* **Exercise goal**: Reproduce the records verbatim from their beginning up to and including the line with "[(258, 153)]". Leave out the pictures.

* **Listing**:
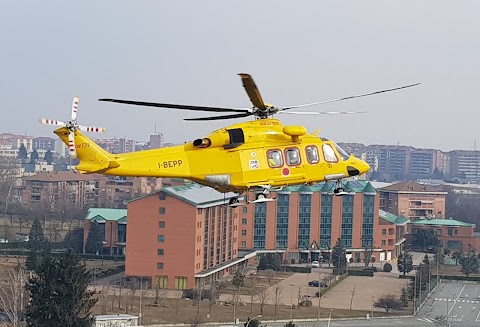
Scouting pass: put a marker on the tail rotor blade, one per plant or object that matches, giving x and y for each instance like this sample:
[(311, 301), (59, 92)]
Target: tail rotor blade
[(252, 91), (75, 108), (45, 121), (71, 145), (91, 129)]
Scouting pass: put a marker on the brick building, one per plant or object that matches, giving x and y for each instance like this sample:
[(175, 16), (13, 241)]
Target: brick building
[(185, 235), (113, 224), (452, 234), (182, 236), (413, 200)]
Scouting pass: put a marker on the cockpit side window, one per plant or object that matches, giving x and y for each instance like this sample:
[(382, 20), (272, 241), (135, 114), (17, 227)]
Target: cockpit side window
[(275, 158), (312, 154), (292, 156), (329, 154)]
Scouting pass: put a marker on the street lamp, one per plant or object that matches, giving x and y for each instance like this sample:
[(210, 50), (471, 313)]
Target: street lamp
[(248, 322), (319, 296), (291, 301), (371, 314)]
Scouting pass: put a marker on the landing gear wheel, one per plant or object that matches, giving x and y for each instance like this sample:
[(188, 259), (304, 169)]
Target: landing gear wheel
[(260, 196), (233, 200), (338, 190)]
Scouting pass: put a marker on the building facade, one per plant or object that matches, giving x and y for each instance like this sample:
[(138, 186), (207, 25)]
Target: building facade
[(55, 189), (113, 226), (413, 200), (90, 190), (185, 236), (452, 234), (181, 237)]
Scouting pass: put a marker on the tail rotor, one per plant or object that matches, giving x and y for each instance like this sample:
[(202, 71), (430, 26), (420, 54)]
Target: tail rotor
[(72, 126)]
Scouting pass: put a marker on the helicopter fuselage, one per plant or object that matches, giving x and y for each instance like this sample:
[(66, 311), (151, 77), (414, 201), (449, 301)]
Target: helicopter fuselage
[(258, 153)]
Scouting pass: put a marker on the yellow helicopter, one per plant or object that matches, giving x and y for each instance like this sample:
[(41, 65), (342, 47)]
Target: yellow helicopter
[(261, 155)]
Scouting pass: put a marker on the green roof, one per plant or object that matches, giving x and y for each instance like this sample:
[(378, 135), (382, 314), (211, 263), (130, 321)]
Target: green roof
[(442, 222), (119, 215), (390, 217), (369, 189), (200, 195)]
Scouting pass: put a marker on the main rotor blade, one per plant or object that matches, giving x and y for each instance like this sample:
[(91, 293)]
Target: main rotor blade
[(348, 98), (252, 91), (51, 122), (322, 112), (91, 129), (177, 106), (221, 117)]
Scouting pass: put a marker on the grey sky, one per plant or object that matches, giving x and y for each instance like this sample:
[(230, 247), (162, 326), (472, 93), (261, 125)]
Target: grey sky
[(189, 52)]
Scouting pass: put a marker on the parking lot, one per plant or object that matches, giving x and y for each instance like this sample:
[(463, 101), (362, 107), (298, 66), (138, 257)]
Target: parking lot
[(459, 300)]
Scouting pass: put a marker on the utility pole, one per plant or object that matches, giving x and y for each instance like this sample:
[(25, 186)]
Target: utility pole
[(415, 295), (438, 261), (141, 296), (371, 315), (420, 288), (319, 296)]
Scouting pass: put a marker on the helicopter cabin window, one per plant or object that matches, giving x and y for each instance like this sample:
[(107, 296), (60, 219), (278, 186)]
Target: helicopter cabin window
[(274, 158), (312, 154), (329, 154), (236, 138), (292, 156)]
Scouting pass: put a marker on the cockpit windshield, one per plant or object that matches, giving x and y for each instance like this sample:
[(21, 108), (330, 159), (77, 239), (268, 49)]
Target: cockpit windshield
[(342, 152)]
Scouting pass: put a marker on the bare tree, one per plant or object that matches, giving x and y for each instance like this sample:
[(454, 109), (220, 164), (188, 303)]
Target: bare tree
[(114, 297), (252, 285), (13, 295), (215, 290), (367, 250), (133, 286), (269, 273), (263, 297), (277, 292), (103, 298), (299, 295), (353, 294)]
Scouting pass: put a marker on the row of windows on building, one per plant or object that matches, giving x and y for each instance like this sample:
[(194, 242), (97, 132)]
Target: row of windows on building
[(181, 282)]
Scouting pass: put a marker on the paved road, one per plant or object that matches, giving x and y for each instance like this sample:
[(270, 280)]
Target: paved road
[(381, 322), (460, 299)]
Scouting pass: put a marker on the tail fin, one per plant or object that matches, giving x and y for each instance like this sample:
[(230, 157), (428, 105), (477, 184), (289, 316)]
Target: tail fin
[(93, 158)]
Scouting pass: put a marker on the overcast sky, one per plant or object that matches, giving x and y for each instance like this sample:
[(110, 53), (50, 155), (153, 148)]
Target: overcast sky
[(189, 52)]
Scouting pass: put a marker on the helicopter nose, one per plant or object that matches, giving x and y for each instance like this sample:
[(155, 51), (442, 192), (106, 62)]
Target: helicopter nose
[(361, 167)]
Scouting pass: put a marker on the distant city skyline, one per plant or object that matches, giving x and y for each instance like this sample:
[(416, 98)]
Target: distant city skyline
[(146, 139), (190, 52)]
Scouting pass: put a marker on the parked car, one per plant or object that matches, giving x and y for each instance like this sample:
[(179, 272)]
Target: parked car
[(316, 283)]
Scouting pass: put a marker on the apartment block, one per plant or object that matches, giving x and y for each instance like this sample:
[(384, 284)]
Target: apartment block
[(413, 200), (465, 164), (452, 234), (54, 189), (113, 226), (184, 236)]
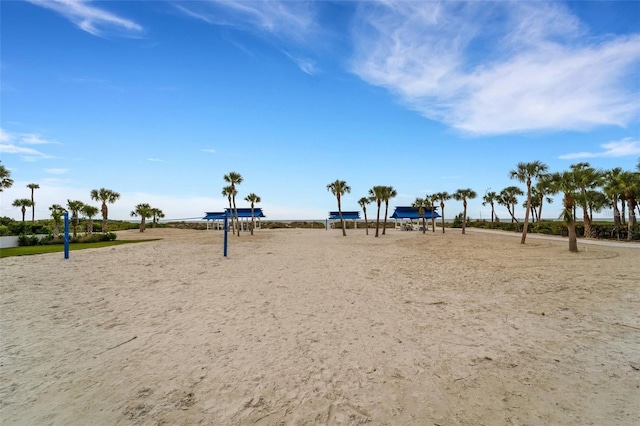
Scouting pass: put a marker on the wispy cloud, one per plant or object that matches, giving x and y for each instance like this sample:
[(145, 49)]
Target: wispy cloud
[(626, 147), (91, 19), (306, 65), (57, 171), (534, 69), (11, 143), (28, 154), (290, 19)]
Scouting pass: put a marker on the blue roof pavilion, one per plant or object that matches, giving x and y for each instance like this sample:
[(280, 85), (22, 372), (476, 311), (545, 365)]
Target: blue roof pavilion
[(334, 216), (345, 215), (405, 216), (244, 215), (413, 213)]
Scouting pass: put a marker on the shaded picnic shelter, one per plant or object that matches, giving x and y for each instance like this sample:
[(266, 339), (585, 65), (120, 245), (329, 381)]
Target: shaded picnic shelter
[(215, 220), (335, 216), (408, 218)]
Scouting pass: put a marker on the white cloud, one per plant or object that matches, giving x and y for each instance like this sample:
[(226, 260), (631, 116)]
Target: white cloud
[(495, 68), (626, 147), (4, 136), (306, 65), (290, 19), (57, 171), (11, 143), (91, 19), (28, 154), (33, 139)]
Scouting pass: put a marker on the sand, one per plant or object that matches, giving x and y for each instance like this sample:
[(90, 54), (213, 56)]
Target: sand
[(306, 327)]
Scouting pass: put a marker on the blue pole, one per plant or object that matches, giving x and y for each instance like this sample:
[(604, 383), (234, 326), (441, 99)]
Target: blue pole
[(66, 235), (226, 229)]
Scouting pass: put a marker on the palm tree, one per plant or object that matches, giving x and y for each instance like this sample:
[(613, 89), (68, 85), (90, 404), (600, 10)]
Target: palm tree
[(421, 204), (89, 212), (56, 213), (508, 198), (144, 211), (253, 199), (430, 201), (33, 187), (377, 194), (229, 192), (464, 195), (490, 197), (538, 196), (363, 204), (23, 203), (542, 192), (630, 183), (156, 214), (5, 178), (614, 190), (388, 194), (339, 188), (105, 196), (586, 178), (524, 173), (565, 182), (441, 197), (74, 207), (234, 178)]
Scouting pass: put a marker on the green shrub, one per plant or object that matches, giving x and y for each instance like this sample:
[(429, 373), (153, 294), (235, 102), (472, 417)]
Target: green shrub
[(457, 221), (28, 240)]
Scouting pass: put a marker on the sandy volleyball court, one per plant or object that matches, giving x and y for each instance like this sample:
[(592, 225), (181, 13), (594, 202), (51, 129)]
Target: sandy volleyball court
[(306, 327)]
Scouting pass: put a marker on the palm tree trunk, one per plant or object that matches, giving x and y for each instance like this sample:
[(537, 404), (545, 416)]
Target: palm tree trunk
[(573, 240), (235, 209), (616, 213), (386, 212), (344, 233), (525, 227), (632, 217), (588, 232), (366, 224), (105, 214), (253, 220), (540, 210)]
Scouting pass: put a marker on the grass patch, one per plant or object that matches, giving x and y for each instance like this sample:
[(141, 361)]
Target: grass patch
[(59, 248)]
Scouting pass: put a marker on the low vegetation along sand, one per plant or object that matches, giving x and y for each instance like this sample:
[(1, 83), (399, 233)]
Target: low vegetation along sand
[(306, 327)]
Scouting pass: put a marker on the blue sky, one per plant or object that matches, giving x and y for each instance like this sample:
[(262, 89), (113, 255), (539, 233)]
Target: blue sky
[(157, 100)]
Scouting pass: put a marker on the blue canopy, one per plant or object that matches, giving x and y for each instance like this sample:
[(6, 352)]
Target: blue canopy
[(345, 215), (242, 212), (413, 213)]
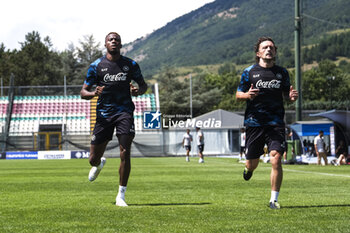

* **Answer in full**:
Scouting pass: put a marker on the tail rotor blade, one per plant or object that matches, giving x and y for each instance like this sample:
[(311, 301), (59, 92)]
Target: tail rotor blade
[(252, 91), (75, 108), (45, 121), (71, 145), (91, 129)]
Scouting pass: put a marker on the brick building, one per plant or object that matches, giving x and y for each instance like this sample:
[(175, 16), (13, 241)]
Target: brick building
[(185, 235), (113, 224), (452, 234), (182, 236), (413, 200)]
Scouting pass: put a marker on the cockpit side window, one per plant or object that matches, giving x and y for each instance like this sample:
[(382, 20), (272, 241), (135, 114), (17, 227)]
Target: cockpit side window
[(275, 158), (312, 154), (292, 156), (329, 154)]
Scouting pass: put a marker on the street lamp, one per plant or object that matches, giving x and y for each instance like this sample:
[(210, 50), (471, 313)]
Target: street lamp
[(248, 322), (319, 296), (291, 301), (371, 314)]
Scouting pass: put a marker on the landing gear wheel, one per plant or object that matches, giving x and y for each instance like this sample:
[(188, 259), (304, 169)]
Target: landing gear wheel
[(260, 196), (233, 200), (338, 190)]
Scouting pass: put a marker on the building facade, one per plant or object that matches, giving x and y for each instance like this sample:
[(138, 186), (207, 25)]
Target: building facade
[(55, 189), (113, 226), (413, 200), (90, 190), (185, 236), (452, 234), (181, 237)]
Scouting pass: put a marker on the tail rotor, one per plant or object that matches, giving x and y for each instance like this sample:
[(202, 71), (430, 26), (420, 54)]
Target: tail rotor
[(72, 126)]
Scouting pass: put a marker on the helicopter fuselage, one per plant or object that matches, giving x and y for each instance like this sample:
[(66, 311), (151, 77), (414, 201), (449, 301)]
Target: helicopter fuselage
[(258, 153)]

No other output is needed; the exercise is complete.